◆ **WHAT THE EXERCISE ASKS**
Every line of the material needs an exact copy, apart from the images.

◆ **DATA TO EXAMINE**
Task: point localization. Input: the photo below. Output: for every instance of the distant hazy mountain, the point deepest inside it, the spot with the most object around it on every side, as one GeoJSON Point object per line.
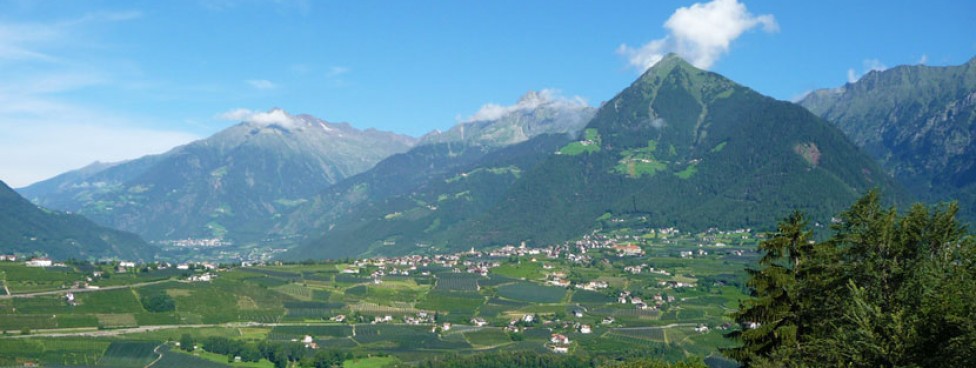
{"type": "Point", "coordinates": [680, 146]}
{"type": "Point", "coordinates": [537, 112]}
{"type": "Point", "coordinates": [490, 146]}
{"type": "Point", "coordinates": [25, 228]}
{"type": "Point", "coordinates": [233, 185]}
{"type": "Point", "coordinates": [918, 121]}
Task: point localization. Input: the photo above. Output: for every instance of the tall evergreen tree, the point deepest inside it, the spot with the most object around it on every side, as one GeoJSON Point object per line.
{"type": "Point", "coordinates": [769, 319]}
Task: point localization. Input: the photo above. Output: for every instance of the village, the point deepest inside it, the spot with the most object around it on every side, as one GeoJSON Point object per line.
{"type": "Point", "coordinates": [615, 283]}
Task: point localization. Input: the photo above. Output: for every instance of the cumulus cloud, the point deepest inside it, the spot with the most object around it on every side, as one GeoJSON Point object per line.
{"type": "Point", "coordinates": [274, 116]}
{"type": "Point", "coordinates": [529, 101]}
{"type": "Point", "coordinates": [869, 65]}
{"type": "Point", "coordinates": [701, 34]}
{"type": "Point", "coordinates": [261, 84]}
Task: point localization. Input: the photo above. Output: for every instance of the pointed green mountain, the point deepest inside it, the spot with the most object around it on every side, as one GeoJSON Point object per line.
{"type": "Point", "coordinates": [919, 121]}
{"type": "Point", "coordinates": [448, 178]}
{"type": "Point", "coordinates": [687, 148]}
{"type": "Point", "coordinates": [28, 229]}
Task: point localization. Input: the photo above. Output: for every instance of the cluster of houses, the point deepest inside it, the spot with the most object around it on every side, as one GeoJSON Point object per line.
{"type": "Point", "coordinates": [637, 269]}
{"type": "Point", "coordinates": [626, 297]}
{"type": "Point", "coordinates": [198, 242]}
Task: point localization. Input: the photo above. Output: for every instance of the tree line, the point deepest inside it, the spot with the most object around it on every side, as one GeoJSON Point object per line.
{"type": "Point", "coordinates": [885, 289]}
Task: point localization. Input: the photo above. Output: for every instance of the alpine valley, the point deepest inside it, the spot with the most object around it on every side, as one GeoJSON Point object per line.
{"type": "Point", "coordinates": [687, 222]}
{"type": "Point", "coordinates": [680, 147]}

◆ **TASK SOLUTION**
Task: point localization. Input: the photo below. Output: for every instance of the distant hazy mountain, the point deepest inside it, the spot with the most object around it on every side, as one GeoJSON Point object per line.
{"type": "Point", "coordinates": [680, 146]}
{"type": "Point", "coordinates": [537, 112]}
{"type": "Point", "coordinates": [490, 146]}
{"type": "Point", "coordinates": [25, 228]}
{"type": "Point", "coordinates": [233, 185]}
{"type": "Point", "coordinates": [918, 121]}
Task: point localization. Input: the photo above. Output: for every instance of the tall evergreen tree, the point deepest inside it, the spot with the most object around it on every side, as one GeoJSON Point object per line.
{"type": "Point", "coordinates": [769, 319]}
Task: point localization. Input: the photo above. Output: for every instance of the village, the point deepest inside it, the spot with the most object around it on every side, as one GeoJSON Point object per line.
{"type": "Point", "coordinates": [615, 283]}
Task: point localization. Input: the photo above. Output: for every instance of the cumulus cloud, the point deepest inside it, the spot with the most object around it on every side, as one GeoJSON Point object per line.
{"type": "Point", "coordinates": [274, 116]}
{"type": "Point", "coordinates": [529, 101]}
{"type": "Point", "coordinates": [869, 65]}
{"type": "Point", "coordinates": [701, 34]}
{"type": "Point", "coordinates": [261, 84]}
Task: point localization. Input: the photo above. Output: for every instance of the pointed green mountain, the point deepest inside it, the spot with the most object around it on every side, as one GeoJSON Point object per line.
{"type": "Point", "coordinates": [919, 121]}
{"type": "Point", "coordinates": [448, 178]}
{"type": "Point", "coordinates": [687, 148]}
{"type": "Point", "coordinates": [28, 229]}
Task: point localization. Input: the photo above. Output: for every instance of the cluster of houses, the point deepest inside it, the spot with the most object around it on every side, as one GeoJSON Point object per line.
{"type": "Point", "coordinates": [637, 269]}
{"type": "Point", "coordinates": [626, 297]}
{"type": "Point", "coordinates": [198, 242]}
Task: point localization. Input: the photo above. Output: for every instance of the tree line, the point deepest inside it, the spot with the most object around it on every side, as one GeoJSON Point object per line.
{"type": "Point", "coordinates": [885, 289]}
Task: point localization. Input: the photo above. Output: for every instance of the alpine valley, the point deepest inside it, the spot with the most object around it on every side, as one GeoJSON Point object per line.
{"type": "Point", "coordinates": [687, 222]}
{"type": "Point", "coordinates": [680, 147]}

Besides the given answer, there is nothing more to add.